▶ _VORLIEGENDER TEXT_
----
Bern, 28.10.2016 - Grusswort von Bundesrätin Simonetta Sommaruga anlässlich der Vernissage zur Ausstellung "FLUCHT" im Landesmuseum in Zürich. Es gilt das gesprochene Wort.

Flüchtlinge einst und heute

Geschätzte Gäste, Liebe Ausstellungsmacherinnen und -macher

Nicht weit von hier entfernt, im Hauptbahnhof Zürich, sind vor 60 Jahren Sonderzüge mit Flüchtlingen eingefahren. Die Flüchtlinge stammten aus Ungarn, und ihr Schicksal hat hierzulande eine Generation bewegt. Schweizerinnen und Schweizer haben Kleider gesammelt, sie haben Unterkünfte organisiert, und sie haben gespendet. Während einer Schweigeminute stand das ganze Land still.

Das war 1956, als Truppen der Sowjetunion in Budapest einmarschiert sind.
In den Nachrichten hiess es damals, die Flüchtlinge seien der Hölle entronnen.

Heute ist die Hölle anderswo, in Aleppo zum Beispiel, auf Flüchtlingsbooten im Mittelmeer, oder im Süd-Sudan.

Und wir alle sind Zeugen. Wir sehen das Elend im Fernsehen, wir hören im Radio von den Ertrunkenen, und wir lesen in der Zeitung von der Zerstörung und den Toten.

Und doch kommt es vor, dass wir seltsam unberührt bleiben, wenn die Medien tagtäglich aus den Krisengebieten berichten.

Es ist doch so: Viele von uns weinen, wenn sie am Fernsehen Xavier Kollers "Reise der Hoffnung" schauen. Und sie schalten um, wenn die Nachrichten Bilder von ertrinkenden Flüchtlingen zeigen.

Metaphern und Zahlen

Wie weit weg das Schicksal der Flüchtlinge für uns teilweise ist, zeigt sich auch in der Sprache. Wir schreiben von Migrantenströmen, die Europa heimsuchen. Wir lesen von einer Flüchtlingswelle, die über uns hereinbricht. Wir machen die Flüchtlinge so zu Naturgewalten.

Gleichzeitig lassen wir persönliche Schicksale hinter Zahlen und Statistiken verschwinden. Wie viele Flüchtlinge sind ertrunken? Wie viele schaffen es bis zu uns? Und wie viele haben wir schon wieder zurückgeschafft?
----
▶ _ZU ERLEDIGEN_
a. Beantworte anhand der Rede kurz:
(i) Aus welchem Land stammten die Flüchtlinge, deren Sonderzüge vor 60 Jahren im Hauptbahnhof Zürich einfuhren?
(ii) Welche Orte nennt die Rede als heutige Hölle?
(iii) Bei welchem Film weinen laut der Rede viele?
b. Extrahiere aus der Rede den Abschnitt, der bei "Geschätzte Gäste, Liebe" beginnt und bei "oder im Süd-Sudan." endet.
Für die Bearbeitung sind die Daten ohne Belang.

▶ _ANGEZEIGTE DATEN_
----
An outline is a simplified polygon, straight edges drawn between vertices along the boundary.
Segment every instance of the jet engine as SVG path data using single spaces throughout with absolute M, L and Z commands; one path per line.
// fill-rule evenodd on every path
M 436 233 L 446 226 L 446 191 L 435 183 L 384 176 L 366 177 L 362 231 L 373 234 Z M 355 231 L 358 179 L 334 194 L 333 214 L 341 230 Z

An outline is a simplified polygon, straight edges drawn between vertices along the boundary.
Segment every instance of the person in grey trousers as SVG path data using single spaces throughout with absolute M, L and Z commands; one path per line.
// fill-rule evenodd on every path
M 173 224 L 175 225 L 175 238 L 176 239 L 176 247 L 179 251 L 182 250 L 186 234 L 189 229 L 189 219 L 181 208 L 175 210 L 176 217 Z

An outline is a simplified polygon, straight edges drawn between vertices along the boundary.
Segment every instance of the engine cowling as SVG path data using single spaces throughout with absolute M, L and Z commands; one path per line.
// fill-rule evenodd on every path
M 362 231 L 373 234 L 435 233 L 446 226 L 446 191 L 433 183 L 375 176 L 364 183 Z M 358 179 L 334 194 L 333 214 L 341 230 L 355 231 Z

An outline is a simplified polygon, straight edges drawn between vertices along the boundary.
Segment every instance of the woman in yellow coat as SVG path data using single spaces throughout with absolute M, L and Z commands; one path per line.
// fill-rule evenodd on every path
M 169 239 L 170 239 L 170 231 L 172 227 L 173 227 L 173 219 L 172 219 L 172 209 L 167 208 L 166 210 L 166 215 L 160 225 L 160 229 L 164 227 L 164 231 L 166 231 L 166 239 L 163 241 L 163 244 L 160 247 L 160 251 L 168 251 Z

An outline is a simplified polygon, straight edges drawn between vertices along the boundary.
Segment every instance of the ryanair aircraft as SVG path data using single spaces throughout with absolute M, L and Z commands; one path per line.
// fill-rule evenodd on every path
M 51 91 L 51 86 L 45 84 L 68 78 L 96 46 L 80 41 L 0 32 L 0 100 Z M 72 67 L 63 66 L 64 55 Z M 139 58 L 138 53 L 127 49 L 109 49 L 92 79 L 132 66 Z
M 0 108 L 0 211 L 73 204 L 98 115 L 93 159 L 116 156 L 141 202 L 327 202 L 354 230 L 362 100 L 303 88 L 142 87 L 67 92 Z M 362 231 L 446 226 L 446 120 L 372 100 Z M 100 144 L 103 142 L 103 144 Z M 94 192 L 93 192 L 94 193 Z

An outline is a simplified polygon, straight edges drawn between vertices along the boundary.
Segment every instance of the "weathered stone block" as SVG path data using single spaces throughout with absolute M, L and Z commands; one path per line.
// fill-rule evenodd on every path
----
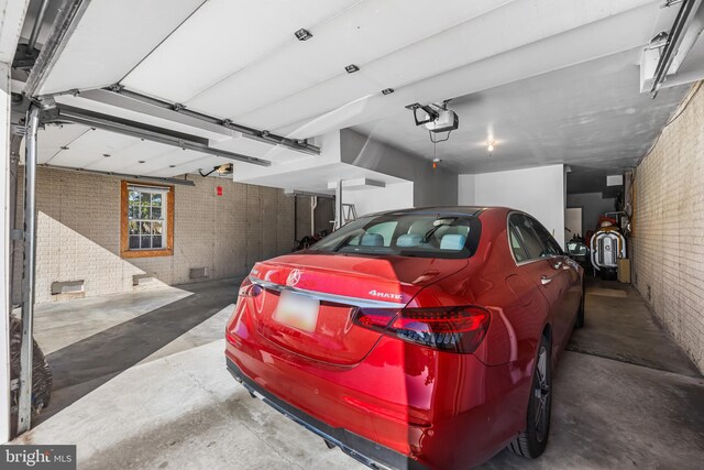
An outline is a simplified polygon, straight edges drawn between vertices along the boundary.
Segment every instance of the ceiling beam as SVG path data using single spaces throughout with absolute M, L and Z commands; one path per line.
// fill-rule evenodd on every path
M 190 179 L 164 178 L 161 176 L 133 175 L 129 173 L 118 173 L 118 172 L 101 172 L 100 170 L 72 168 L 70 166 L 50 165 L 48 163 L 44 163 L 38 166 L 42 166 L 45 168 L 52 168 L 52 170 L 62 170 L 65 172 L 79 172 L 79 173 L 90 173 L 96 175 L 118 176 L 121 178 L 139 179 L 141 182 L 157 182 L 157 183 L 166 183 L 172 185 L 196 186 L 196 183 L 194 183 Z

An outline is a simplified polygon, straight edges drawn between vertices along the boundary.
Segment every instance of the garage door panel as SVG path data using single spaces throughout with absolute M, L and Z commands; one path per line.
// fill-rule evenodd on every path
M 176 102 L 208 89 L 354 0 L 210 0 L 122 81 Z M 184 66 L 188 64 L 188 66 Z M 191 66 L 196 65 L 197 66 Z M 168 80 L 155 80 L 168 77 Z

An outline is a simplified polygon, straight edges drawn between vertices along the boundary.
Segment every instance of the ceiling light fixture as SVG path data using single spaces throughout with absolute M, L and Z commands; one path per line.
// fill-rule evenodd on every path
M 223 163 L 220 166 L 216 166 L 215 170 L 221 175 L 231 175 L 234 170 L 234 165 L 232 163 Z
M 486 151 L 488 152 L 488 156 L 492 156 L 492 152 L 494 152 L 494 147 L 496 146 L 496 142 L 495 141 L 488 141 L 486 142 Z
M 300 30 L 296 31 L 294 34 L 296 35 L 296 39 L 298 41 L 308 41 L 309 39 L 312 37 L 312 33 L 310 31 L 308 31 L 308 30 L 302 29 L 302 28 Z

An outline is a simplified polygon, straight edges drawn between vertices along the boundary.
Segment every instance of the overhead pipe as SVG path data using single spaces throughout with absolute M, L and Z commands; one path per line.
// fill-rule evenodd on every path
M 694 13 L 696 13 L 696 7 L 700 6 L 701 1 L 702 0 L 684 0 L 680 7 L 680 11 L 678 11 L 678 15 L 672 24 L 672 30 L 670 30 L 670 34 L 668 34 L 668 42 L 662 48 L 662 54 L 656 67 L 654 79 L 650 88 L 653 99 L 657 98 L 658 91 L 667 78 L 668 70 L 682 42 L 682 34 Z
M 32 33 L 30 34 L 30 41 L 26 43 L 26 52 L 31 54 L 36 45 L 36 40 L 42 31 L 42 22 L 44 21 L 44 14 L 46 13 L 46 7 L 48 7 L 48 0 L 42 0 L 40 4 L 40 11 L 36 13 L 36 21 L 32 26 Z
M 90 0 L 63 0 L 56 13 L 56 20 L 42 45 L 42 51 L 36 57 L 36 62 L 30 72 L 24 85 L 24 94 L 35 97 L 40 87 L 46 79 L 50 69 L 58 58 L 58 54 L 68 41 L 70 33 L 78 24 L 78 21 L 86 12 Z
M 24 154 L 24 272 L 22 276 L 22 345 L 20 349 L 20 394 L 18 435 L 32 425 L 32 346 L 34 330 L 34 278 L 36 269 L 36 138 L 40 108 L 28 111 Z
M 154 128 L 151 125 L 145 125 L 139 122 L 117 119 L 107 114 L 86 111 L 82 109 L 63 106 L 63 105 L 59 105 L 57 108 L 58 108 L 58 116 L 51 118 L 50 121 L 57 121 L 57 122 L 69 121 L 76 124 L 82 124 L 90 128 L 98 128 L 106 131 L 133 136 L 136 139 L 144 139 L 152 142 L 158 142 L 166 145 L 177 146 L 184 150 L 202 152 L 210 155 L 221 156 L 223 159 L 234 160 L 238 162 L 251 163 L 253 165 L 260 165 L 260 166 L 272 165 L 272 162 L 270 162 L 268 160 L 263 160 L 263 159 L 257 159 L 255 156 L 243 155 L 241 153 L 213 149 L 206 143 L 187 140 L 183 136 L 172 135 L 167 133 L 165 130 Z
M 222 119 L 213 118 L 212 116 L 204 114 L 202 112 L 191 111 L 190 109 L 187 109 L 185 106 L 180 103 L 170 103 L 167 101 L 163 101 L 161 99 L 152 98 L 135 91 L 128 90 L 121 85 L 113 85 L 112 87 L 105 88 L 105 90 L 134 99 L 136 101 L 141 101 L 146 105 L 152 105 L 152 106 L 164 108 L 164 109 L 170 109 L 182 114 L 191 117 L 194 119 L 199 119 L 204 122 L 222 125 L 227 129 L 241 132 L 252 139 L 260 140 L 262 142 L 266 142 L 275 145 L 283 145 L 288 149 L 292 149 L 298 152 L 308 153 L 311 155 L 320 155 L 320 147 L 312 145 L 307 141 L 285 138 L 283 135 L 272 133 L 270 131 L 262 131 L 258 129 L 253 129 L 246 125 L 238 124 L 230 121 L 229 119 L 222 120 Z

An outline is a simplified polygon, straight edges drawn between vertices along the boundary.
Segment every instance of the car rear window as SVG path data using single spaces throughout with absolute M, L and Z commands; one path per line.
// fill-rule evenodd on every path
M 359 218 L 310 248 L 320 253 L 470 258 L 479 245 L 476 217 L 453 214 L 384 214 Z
----
▶ _LÖSUNGEN_
a.
(i) Aus Ungarn.
(ii) Aleppo, die Flüchtlingsboote im Mittelmeer und den Süd-Sudan.
(iii) Bei Xavier Kollers "Reise der Hoffnung".

b.
Geschätzte Gäste, Liebe Ausstellungsmacherinnen und -macher

Nicht weit von hier entfernt, im Hauptbahnhof Zürich, sind vor 60 Jahren Sonderzüge mit Flüchtlingen eingefahren. Die Flüchtlinge stammten aus Ungarn, und ihr Schicksal hat hierzulande eine Generation bewegt. Schweizerinnen und Schweizer haben Kleider gesammelt, sie haben Unterkünfte organisiert, und sie haben gespendet. Während einer Schweigeminute stand das ganze Land still.

Das war 1956, als Truppen der Sowjetunion in Budapest einmarschiert sind.
In den Nachrichten hiess es damals, die Flüchtlinge seien der Hölle entronnen.

Heute ist die Hölle anderswo, in Aleppo zum Beispiel, auf Flüchtlingsbooten im Mittelmeer, oder im Süd-Sudan.